──────── Dataset excerpts
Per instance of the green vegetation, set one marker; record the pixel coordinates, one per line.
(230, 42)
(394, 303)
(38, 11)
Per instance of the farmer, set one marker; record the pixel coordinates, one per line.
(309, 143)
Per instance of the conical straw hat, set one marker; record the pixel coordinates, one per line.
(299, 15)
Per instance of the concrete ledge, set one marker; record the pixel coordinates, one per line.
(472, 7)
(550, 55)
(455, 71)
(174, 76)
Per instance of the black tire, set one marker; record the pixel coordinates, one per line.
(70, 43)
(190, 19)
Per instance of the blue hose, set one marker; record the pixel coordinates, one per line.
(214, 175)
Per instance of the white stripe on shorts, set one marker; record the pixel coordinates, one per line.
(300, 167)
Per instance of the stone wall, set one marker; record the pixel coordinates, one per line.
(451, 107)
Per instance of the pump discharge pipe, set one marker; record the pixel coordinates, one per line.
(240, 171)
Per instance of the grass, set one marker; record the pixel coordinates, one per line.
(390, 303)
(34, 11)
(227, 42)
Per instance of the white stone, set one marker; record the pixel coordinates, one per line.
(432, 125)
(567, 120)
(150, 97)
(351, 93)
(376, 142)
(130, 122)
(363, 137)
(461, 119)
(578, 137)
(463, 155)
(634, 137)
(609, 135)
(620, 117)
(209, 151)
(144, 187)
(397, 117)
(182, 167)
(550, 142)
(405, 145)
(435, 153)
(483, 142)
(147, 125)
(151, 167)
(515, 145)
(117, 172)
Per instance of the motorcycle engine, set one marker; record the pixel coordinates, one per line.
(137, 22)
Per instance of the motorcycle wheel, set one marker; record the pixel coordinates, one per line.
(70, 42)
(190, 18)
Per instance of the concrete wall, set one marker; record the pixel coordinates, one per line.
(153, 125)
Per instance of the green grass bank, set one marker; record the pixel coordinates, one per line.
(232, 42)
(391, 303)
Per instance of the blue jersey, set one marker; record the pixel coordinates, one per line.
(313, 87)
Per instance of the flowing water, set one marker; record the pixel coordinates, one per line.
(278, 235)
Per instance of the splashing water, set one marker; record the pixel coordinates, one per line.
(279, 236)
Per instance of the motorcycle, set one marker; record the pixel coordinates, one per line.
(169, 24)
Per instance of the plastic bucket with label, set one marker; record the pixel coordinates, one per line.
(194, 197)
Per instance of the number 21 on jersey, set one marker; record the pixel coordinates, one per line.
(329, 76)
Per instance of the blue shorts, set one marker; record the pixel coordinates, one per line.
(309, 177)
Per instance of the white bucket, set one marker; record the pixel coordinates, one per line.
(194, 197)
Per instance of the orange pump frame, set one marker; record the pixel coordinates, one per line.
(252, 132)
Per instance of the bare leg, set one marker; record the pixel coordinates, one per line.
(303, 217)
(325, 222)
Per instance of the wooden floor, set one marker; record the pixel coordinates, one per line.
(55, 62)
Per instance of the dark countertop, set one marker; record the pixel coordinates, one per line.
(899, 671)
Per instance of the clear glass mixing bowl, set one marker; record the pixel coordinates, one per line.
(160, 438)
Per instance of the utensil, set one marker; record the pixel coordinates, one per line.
────────────────
Work order.
The lines from the one with "Per instance of the clear" through the final line of the data are to be reproduced exactly, both included, with no other lines.

Exercise result.
Per instance of the clear glass mixing bowl, set one marker; record the pixel coordinates, one per line.
(160, 438)
Per instance of the utensil, set one marker; record the pixel coordinates, one per line.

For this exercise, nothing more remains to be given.